→ **DO THIS**
Write out the part of the records below that opens with the line containing "Task: indicate the curved" and closes with the line containing "x=173 y=462", copying every line exactly as it stands, both end lines included.

Records from a dataset:
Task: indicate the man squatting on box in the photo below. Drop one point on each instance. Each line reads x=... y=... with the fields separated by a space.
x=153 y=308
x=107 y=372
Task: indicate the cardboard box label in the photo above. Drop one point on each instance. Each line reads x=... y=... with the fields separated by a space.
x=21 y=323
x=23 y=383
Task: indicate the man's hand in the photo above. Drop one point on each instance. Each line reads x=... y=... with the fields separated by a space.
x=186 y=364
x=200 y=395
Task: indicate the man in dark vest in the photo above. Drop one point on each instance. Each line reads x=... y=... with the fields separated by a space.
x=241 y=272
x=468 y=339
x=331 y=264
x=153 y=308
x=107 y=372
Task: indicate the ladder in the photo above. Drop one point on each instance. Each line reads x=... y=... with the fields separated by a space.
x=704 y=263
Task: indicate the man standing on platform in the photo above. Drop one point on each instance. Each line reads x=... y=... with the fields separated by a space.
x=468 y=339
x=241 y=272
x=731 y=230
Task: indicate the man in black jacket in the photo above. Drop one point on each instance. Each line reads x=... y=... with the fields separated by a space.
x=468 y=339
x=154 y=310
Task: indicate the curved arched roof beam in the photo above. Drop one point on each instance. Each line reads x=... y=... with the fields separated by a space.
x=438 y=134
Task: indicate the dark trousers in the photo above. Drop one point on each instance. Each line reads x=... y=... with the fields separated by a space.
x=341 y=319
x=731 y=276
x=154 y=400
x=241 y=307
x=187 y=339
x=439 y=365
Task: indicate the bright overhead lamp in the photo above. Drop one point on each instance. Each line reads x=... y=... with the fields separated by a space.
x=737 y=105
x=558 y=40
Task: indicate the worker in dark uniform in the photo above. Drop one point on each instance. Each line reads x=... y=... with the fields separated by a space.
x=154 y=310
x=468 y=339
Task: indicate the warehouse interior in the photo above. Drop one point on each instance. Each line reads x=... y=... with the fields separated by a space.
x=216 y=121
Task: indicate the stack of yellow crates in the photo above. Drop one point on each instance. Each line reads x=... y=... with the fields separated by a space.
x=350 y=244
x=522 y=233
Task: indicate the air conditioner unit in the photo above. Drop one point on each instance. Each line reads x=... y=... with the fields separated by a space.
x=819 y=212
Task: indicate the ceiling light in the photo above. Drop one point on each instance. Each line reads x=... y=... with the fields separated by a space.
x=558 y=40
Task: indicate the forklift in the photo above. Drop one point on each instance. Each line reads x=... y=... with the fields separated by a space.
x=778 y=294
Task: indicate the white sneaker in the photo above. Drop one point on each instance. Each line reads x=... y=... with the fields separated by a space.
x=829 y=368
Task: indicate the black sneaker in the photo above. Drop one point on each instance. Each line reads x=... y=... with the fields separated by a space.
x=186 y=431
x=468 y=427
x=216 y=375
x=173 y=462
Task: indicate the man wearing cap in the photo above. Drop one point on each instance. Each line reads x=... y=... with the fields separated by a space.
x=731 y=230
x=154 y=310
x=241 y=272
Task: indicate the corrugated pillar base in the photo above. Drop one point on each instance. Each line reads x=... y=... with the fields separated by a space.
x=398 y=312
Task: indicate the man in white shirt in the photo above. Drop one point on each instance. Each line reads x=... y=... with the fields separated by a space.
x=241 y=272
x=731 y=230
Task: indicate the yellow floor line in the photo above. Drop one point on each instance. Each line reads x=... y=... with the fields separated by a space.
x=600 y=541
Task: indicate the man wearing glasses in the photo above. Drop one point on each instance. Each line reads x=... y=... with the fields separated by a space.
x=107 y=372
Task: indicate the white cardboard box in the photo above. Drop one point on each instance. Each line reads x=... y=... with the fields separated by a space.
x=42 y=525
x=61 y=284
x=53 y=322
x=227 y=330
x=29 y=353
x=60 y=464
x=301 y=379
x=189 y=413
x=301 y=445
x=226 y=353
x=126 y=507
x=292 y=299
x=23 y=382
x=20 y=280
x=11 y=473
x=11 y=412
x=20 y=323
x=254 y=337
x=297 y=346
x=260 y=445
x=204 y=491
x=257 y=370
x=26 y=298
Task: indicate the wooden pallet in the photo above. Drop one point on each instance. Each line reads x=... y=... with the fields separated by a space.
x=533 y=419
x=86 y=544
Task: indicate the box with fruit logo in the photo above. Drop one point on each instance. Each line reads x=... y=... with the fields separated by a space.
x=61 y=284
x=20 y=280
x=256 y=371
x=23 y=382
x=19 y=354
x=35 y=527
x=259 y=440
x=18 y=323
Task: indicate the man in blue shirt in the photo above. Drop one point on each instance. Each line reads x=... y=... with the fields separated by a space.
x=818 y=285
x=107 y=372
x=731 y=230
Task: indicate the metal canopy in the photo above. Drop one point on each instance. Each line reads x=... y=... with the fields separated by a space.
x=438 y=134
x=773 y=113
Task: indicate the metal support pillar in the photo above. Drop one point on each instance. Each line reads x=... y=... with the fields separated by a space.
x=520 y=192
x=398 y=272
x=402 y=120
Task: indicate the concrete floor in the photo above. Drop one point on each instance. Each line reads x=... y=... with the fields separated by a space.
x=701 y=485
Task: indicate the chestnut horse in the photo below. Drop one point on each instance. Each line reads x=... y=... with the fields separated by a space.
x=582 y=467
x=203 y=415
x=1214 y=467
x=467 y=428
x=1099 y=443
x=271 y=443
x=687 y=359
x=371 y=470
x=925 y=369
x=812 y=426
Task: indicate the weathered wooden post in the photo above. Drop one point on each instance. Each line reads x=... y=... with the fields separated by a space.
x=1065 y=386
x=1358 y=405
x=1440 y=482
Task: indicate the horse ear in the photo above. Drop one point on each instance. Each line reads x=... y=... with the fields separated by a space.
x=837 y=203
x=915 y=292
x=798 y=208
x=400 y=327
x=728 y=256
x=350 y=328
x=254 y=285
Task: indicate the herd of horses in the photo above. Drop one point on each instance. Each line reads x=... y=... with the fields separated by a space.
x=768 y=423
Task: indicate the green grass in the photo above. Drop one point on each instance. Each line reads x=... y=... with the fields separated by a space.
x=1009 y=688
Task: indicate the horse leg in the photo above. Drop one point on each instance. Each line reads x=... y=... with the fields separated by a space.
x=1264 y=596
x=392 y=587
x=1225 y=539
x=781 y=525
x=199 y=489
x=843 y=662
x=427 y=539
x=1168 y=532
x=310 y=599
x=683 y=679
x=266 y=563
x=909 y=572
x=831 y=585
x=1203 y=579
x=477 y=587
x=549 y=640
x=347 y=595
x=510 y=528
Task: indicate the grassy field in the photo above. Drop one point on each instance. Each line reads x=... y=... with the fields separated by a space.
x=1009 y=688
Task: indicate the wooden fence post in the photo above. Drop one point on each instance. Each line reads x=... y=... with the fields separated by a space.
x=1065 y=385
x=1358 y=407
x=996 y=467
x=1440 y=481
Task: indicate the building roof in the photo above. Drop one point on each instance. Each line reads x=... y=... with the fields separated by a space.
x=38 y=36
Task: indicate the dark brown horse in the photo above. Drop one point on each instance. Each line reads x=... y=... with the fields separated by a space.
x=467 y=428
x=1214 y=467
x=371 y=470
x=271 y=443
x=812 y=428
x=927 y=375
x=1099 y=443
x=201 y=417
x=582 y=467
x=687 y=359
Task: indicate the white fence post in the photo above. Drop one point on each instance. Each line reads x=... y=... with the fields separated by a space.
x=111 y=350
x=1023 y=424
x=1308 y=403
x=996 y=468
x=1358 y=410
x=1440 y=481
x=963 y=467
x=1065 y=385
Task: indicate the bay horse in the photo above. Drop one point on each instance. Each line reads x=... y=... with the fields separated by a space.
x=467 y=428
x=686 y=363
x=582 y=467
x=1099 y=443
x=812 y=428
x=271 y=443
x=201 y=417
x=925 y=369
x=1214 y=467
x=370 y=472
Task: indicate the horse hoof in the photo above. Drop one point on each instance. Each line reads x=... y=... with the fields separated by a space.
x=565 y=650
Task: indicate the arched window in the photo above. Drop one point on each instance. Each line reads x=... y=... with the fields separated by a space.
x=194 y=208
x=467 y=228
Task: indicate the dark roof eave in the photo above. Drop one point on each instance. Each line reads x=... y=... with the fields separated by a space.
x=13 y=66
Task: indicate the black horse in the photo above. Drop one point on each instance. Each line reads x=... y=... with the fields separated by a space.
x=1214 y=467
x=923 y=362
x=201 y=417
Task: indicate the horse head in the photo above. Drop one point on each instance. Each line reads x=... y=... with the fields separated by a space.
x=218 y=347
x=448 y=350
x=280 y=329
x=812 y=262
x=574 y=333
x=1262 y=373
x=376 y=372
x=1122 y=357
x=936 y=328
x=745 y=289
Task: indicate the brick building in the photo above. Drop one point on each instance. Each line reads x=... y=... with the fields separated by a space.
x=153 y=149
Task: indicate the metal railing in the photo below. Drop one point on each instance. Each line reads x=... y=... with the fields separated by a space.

→ **RESULT**
Task: indicate the curved arched roof beam in the photo above. Drop one point on each instance. Each line reads x=... y=... with the fields separated by a space.
x=438 y=134
Task: indicate the dark trousers in the photo above. Drop one point on each instance. Each line reads x=... y=... with the fields separated by a space.
x=341 y=319
x=731 y=276
x=154 y=400
x=241 y=307
x=187 y=339
x=439 y=365
Task: indicate the bright overhead lamp in the photo above. Drop one point on each instance. Each line reads x=... y=... with the fields separated by a space.
x=737 y=105
x=558 y=40
Task: indicate the worker in dark uniform in the photo above. Drop one point on each instance. Each line reads x=... y=... with the fields separated by a space.
x=154 y=310
x=468 y=339
Task: indicate the warehouse interior in the photo above. Drop one point on each instance. Each line reads x=... y=... with the fields separated by a space.
x=216 y=121
Task: indicate the stack of yellow crates in the photo above. Drop one point on each instance. Each line reads x=... y=... with the fields separated by a space.
x=350 y=244
x=522 y=233
Task: indicate the air conditioner unit in the photo above. Drop one point on each instance. Each line reads x=... y=... with the fields separated by a space.
x=819 y=212
Task: indicate the ceiling light in the photo above. Drop one point on each instance. Each line reads x=... y=... with the fields separated by a space.
x=558 y=40
Task: indicate the forklift in the photo above. Drop one point on each instance. Each line reads x=... y=... with the fields separated by a space.
x=778 y=294
Task: indicate the white sneaker in the photo above. Drop one point on each instance. Each line reads x=... y=... with the fields separated by a space.
x=829 y=368
Task: indicate the black sneaker in the photo above. Drop one point on each instance. Each line reads x=... y=... with the fields separated by a space.
x=186 y=431
x=468 y=427
x=216 y=375
x=173 y=462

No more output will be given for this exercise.